DIRECTIVE: Omit all pictures. Copy the rest of the material exactly.
-------- EXERCISE MATERIALS
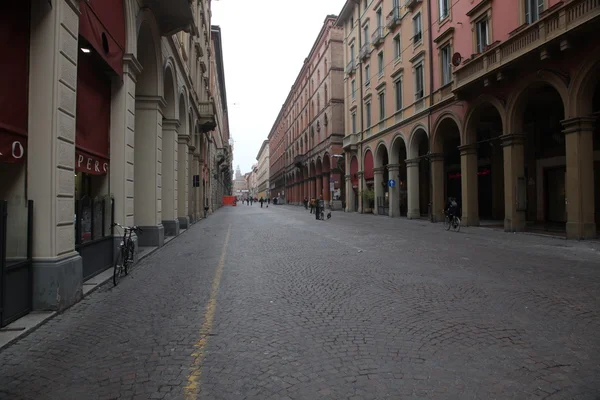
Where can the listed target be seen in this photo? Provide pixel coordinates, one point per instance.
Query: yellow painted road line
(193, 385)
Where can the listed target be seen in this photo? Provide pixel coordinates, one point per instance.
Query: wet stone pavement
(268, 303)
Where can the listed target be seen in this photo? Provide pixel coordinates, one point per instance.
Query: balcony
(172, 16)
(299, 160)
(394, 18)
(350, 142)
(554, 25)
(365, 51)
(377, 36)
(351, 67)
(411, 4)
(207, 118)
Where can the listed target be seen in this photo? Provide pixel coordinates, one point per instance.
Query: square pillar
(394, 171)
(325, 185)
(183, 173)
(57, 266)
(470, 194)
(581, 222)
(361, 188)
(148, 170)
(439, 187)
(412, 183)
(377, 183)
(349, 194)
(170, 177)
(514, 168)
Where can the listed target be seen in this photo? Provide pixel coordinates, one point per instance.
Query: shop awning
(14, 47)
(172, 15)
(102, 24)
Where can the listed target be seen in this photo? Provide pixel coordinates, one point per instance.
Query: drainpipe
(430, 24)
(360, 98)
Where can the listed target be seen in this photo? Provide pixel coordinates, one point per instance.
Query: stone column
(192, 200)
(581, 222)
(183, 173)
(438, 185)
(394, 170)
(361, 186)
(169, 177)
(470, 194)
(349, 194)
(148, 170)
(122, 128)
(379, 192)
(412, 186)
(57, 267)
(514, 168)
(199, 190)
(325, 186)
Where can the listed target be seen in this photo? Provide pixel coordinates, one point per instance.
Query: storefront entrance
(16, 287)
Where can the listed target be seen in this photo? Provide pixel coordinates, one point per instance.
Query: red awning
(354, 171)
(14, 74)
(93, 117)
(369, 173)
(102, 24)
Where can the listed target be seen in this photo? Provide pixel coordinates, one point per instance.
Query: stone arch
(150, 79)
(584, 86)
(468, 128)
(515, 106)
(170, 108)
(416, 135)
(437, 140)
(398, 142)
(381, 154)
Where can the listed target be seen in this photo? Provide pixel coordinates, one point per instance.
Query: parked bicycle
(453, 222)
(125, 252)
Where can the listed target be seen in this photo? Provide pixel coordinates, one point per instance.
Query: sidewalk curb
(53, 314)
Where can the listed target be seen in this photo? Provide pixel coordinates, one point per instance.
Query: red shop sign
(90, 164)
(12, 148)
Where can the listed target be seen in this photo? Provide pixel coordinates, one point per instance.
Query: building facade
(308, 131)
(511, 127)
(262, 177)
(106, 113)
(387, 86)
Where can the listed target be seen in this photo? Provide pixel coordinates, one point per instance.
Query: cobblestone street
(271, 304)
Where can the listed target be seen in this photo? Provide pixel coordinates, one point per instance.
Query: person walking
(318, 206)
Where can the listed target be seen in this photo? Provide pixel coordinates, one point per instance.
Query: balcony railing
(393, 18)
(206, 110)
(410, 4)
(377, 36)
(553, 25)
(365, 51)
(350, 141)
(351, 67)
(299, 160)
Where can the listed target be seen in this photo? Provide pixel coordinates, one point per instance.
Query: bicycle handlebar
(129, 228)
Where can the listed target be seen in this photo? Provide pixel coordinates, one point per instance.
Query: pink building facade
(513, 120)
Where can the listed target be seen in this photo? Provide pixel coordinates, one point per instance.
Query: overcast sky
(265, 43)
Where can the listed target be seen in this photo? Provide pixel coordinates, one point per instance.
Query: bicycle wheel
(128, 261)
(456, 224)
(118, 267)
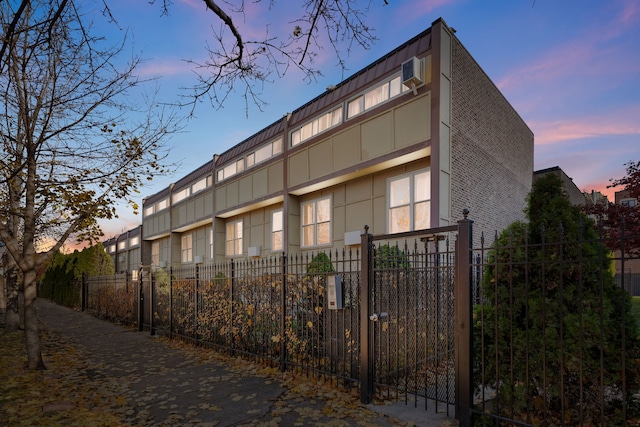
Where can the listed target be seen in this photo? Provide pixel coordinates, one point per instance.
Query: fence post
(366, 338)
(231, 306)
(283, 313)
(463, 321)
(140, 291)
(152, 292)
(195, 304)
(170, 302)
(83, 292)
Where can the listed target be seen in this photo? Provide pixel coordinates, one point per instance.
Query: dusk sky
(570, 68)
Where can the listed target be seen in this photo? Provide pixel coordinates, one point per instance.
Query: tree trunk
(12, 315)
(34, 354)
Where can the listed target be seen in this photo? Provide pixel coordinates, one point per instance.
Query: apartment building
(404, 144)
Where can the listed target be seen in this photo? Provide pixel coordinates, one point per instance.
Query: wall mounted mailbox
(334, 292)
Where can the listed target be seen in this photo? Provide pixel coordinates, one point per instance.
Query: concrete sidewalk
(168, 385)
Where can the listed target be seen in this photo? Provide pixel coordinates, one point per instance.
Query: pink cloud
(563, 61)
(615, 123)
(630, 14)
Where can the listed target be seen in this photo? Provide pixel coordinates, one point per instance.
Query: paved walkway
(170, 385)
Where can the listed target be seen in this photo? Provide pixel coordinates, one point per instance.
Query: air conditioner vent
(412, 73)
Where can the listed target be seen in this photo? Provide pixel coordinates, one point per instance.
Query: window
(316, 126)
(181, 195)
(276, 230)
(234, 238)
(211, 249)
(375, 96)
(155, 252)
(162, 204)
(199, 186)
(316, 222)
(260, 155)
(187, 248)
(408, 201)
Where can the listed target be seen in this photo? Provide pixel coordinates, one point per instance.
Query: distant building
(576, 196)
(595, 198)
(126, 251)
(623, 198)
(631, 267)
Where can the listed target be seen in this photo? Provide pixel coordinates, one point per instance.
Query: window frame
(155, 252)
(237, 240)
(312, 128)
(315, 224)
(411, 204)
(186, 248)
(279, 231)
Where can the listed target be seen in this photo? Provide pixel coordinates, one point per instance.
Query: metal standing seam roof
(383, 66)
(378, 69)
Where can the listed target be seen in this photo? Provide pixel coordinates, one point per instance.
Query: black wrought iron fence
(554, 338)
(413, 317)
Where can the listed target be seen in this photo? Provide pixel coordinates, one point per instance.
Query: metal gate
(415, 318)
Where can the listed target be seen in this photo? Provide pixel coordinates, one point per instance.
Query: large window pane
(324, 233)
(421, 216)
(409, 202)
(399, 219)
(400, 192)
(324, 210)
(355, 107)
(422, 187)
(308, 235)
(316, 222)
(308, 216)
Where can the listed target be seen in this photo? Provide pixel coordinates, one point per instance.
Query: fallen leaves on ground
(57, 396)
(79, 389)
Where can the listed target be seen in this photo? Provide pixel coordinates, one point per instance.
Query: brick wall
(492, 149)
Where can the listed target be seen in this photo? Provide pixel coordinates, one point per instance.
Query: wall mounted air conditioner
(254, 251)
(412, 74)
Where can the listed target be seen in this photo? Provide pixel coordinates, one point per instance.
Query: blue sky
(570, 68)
----------------
PROBLEM SOLUTION:
Where can the listed target be seen in this photo? Provide pixel coordinates, one point per instance.
Query: yellow painted road line
(193, 385)
Where can the listed target be seen in this photo? Provide pixel coordinates, one point per instance.
Query: wet stone pavement
(268, 303)
Where can the listed target be seen in this photo? Provide pixel coordinates, one point per instance.
Query: balcony
(172, 16)
(299, 160)
(394, 18)
(350, 142)
(554, 25)
(365, 51)
(377, 36)
(351, 67)
(411, 4)
(207, 118)
Where can the listed target be seen in this photo? Provide pixel coordinates, one point per instance.
Query: square pillar
(394, 171)
(325, 185)
(183, 173)
(57, 266)
(470, 194)
(581, 222)
(361, 188)
(148, 170)
(439, 187)
(412, 183)
(377, 183)
(349, 194)
(170, 177)
(514, 168)
Where can the listed target be seen in this photo? Provide pixel coordinates, one point per instance.
Query: shop awning
(14, 47)
(172, 15)
(102, 24)
Where can the listed target be seen in this photo? Provide pixel coordinates, one point per instance.
Query: drainpipe
(430, 24)
(360, 98)
Where can the listed target be seen in this photo? Provide pixel coordinates, one point per instance.
Query: stone column
(192, 200)
(581, 222)
(183, 173)
(438, 185)
(394, 170)
(361, 186)
(169, 177)
(470, 194)
(349, 194)
(148, 170)
(122, 128)
(379, 192)
(412, 186)
(57, 267)
(514, 168)
(199, 190)
(325, 186)
Where can the listed target be seen in this photo? Provide pixel coordinates, one point per instance.
Query: storefront entrance
(16, 287)
Where can the listed target be seen in this photo? Provide pixel coordinates, one point per instance.
Query: red awning
(354, 171)
(14, 74)
(93, 117)
(369, 173)
(102, 24)
Where can the listed target be seen in this photo? Provide pixel coordinates, one point per instance.
Query: stone arch
(150, 79)
(584, 86)
(468, 128)
(515, 106)
(170, 108)
(416, 135)
(437, 140)
(398, 142)
(381, 154)
Where can the listed target be seen in this photo? Provide pixel coordinates, one point per instance.
Query: parked bicycle
(453, 222)
(125, 252)
Where can the listed target be seen in this photo? Provide pixel coordinates, one point per instance.
Query: sidewalk curb
(53, 314)
Where can the listed target be seen in this photo? Provide pixel coordinates, one point per instance.
Query: red shop sign
(90, 164)
(12, 148)
Where can the listed target be seen in this photo? Provide pixel coordinates, one point per instance.
Query: building facade
(308, 131)
(511, 127)
(262, 177)
(106, 113)
(387, 86)
Where can the listed target be seen in this photo? Provide pixel coordinates, one point per instance.
Query: cobblestone street
(271, 304)
Where can the listed target be seen in this photo? Provide pixel coordinates, one point per instance.
Query: person walking
(318, 206)
Where can the listed target be seen in this photo? Provide pixel coordinates, one point per instance.
Query: balcony railing
(393, 18)
(206, 110)
(410, 4)
(377, 36)
(553, 25)
(365, 51)
(350, 141)
(351, 67)
(299, 160)
Where can the listed target be seen in this photo? Provide pixel coordinates, one point per instance.
Query: bicycle handlebar
(129, 228)
Where can the listed target be seen in this photo? Provide pixel coordinates, one point per instance.
Query: pink building facade
(513, 120)
Where can the listed target be seen in this photo? Provide pixel coordinates, one point per instance.
Query: overcast sky
(265, 43)
Where can the listed target be seen in this photo? Provide pixel coordinates, one point per instance.
Query: bicycle wheel
(128, 261)
(456, 224)
(118, 267)
Where can the listed target be seen in this photo? Provide pixel coordinates, one point per instance.
Query: fence post
(366, 338)
(231, 306)
(283, 313)
(463, 321)
(140, 291)
(152, 292)
(195, 304)
(170, 302)
(83, 292)
Where can the listed target be seen in this photo? Provide pixel coordinates, one point per instance.
Query: dusk sky
(570, 68)
Where can the listed target be seen in this photo? Provide pixel coordinates, one point per instance.
Query: tree trunk
(12, 315)
(34, 354)
Where can the listed target be seen in this photo? Provide pixel coordinates, one point per instance.
Query: apartment building
(404, 144)
Where can the listed target be seen in this photo? Provide pixel coordinates, one point per instance.
Query: wall mounted mailbox
(334, 292)
Where can the listed target be seen in this photo? Provide pixel coordinates, one point per instance.
Query: concrete sidewalk
(168, 385)
Where can the listed target be seen in this photo? Provide pixel coordinates, one point per instance.
Query: pink cloud
(563, 61)
(615, 123)
(630, 14)
Where can the listed target be seen in this photo? Provide pixel coordinates, one point per instance.
Query: paved walkway
(170, 385)
Where can the listed target be seen in this photo? Provide pixel coordinates, one point per instance.
Query: air conditioner vent
(412, 73)
Where can the listed target be seen in this photo? Provide pixel coordinates, one point per instance.
Query: window
(316, 126)
(181, 195)
(276, 230)
(234, 238)
(211, 249)
(375, 96)
(155, 252)
(162, 204)
(199, 186)
(316, 222)
(260, 155)
(187, 248)
(408, 201)
Where can the listed target be seen in this photo? Provide pixel coordinates, one point per instance.
Query: distant building
(576, 196)
(595, 198)
(126, 251)
(623, 198)
(631, 267)
Where can the listed target be seen in this photo? Provide pixel coordinates, one point per instance.
Query: window frame
(155, 252)
(237, 240)
(312, 128)
(315, 224)
(411, 204)
(186, 248)
(279, 231)
Where can the listed target be seen in this photo? Provide pixel coordinates, one point per instance.
Query: metal standing seam roof
(383, 66)
(378, 69)
Where can the listed target be seen in this photo? Provide pixel coordinates, one point per instance.
Query: black wrought iron fence
(554, 338)
(413, 317)
Where can the listed target be seen in this photo? Provide pixel coordinates, one point per instance.
Query: metal gate
(415, 318)
Where can the listed target be seen in this photo? Provide pixel coordinates, one point per instance.
Query: large window pane
(324, 233)
(421, 216)
(409, 202)
(399, 219)
(400, 192)
(324, 210)
(355, 107)
(422, 187)
(308, 235)
(316, 222)
(308, 216)
Where can the listed target be seen in this photo? Provide pixel coordinates, one point per instance.
Query: fallen leaves on ground
(57, 396)
(79, 389)
Where can the listed target be seen in this photo? Provide pixel coordinates, one point per instance.
Query: brick wall
(492, 149)
Where can the listed target be seen in this photo? Provide pixel coordinates, one point per instance.
Query: wall mounted air conditioner
(254, 251)
(412, 74)
Where can the listed target be seen in this photo? Provide pixel coordinates, one point per instance.
Query: blue sky
(570, 68)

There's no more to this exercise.